**The exercise**
How many lines in the material below contain the word "water"? Reply with the number alone.

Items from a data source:
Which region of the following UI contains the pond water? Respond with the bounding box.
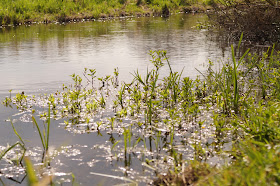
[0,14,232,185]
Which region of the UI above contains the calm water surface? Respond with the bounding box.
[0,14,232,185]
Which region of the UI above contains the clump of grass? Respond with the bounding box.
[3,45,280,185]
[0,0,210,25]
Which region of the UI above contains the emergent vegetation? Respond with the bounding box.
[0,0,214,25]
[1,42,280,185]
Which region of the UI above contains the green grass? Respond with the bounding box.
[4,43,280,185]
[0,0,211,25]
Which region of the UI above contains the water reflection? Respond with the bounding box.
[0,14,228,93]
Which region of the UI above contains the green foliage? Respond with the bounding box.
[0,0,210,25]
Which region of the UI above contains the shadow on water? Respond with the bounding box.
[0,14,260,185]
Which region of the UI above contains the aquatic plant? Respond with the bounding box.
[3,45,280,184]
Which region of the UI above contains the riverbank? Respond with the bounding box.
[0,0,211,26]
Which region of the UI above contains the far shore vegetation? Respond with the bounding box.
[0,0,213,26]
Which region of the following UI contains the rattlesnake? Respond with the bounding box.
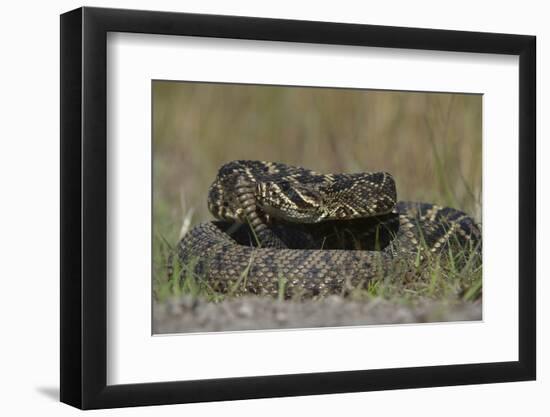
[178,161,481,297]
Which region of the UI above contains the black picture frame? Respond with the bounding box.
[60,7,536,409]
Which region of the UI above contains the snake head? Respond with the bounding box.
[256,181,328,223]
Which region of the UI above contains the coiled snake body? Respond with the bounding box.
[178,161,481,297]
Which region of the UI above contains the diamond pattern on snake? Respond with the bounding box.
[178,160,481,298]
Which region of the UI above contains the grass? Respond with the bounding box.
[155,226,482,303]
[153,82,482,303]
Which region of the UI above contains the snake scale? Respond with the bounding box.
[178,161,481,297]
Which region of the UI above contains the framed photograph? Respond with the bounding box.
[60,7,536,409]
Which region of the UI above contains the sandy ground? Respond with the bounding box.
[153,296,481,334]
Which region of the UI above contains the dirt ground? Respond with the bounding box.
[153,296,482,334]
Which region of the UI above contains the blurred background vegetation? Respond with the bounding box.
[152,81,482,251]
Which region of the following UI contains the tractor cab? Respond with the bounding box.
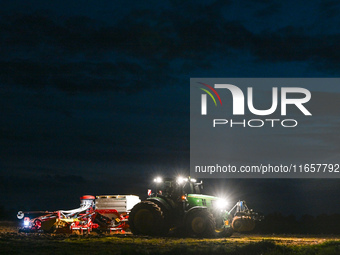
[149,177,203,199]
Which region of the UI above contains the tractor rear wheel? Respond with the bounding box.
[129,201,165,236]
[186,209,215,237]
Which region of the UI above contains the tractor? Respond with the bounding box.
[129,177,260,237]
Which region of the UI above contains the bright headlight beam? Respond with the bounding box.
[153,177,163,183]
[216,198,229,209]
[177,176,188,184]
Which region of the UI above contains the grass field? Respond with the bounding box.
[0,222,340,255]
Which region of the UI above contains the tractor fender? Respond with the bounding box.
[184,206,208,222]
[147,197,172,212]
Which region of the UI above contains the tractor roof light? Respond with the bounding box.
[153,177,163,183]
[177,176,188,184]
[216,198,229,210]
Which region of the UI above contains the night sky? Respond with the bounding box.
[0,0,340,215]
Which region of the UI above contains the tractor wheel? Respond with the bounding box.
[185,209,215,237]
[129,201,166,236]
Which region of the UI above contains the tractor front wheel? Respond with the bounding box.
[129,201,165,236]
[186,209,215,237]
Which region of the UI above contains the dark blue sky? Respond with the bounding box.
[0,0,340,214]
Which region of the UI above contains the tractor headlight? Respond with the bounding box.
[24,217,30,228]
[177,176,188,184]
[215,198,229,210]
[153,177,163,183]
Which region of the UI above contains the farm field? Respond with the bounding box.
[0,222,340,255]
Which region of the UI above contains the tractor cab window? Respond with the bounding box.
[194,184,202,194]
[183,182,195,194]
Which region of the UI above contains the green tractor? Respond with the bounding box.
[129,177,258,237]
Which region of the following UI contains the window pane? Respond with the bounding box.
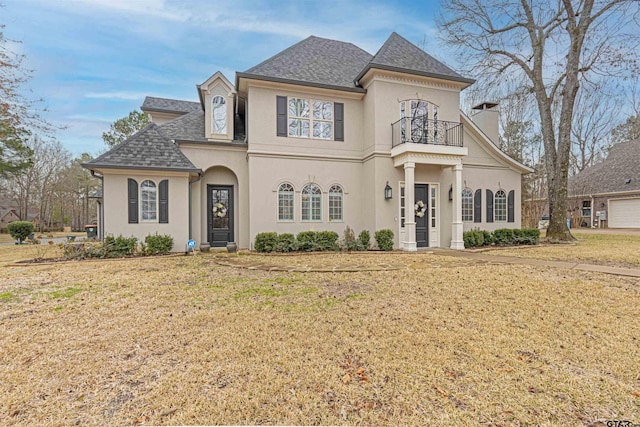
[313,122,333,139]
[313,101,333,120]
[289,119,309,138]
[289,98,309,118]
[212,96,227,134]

---

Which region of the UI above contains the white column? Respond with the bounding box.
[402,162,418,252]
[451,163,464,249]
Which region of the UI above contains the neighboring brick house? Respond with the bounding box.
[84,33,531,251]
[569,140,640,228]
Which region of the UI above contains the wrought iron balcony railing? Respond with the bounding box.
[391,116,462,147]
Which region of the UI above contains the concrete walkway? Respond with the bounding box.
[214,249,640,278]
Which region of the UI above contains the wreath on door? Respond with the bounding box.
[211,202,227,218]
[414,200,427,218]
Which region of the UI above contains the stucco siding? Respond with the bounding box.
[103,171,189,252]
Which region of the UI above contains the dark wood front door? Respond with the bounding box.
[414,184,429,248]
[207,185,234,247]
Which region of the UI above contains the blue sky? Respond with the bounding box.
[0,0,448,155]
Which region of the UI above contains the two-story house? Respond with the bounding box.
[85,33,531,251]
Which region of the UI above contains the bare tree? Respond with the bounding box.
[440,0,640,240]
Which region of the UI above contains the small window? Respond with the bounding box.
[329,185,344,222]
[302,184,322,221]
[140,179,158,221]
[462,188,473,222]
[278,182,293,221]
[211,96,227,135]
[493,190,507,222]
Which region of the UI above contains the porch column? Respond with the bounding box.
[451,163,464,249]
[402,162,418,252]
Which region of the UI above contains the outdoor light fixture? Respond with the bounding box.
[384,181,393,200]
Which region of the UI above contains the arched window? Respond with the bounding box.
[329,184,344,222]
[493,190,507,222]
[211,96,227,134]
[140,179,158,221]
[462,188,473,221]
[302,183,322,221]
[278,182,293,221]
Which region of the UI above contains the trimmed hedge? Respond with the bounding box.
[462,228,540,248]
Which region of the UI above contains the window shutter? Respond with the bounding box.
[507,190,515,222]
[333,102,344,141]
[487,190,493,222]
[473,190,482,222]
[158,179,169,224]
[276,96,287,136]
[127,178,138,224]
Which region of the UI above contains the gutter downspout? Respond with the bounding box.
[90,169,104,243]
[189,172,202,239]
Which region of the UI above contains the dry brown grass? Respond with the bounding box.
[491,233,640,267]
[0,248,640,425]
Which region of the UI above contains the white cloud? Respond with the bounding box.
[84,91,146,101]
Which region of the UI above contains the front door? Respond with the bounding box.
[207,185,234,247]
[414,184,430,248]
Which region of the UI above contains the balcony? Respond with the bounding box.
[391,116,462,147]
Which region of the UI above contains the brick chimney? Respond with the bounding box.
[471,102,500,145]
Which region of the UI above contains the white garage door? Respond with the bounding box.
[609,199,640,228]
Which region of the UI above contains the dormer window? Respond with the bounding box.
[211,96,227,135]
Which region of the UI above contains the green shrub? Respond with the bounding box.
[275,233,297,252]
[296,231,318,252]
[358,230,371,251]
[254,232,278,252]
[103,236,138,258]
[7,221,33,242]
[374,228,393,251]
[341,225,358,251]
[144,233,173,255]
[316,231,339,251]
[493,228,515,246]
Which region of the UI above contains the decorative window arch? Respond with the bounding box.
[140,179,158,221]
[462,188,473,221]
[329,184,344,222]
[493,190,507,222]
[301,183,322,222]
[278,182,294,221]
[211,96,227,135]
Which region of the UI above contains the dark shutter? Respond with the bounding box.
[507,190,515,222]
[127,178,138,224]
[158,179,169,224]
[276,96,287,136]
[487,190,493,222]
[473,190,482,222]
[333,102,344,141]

**Exercise response**
4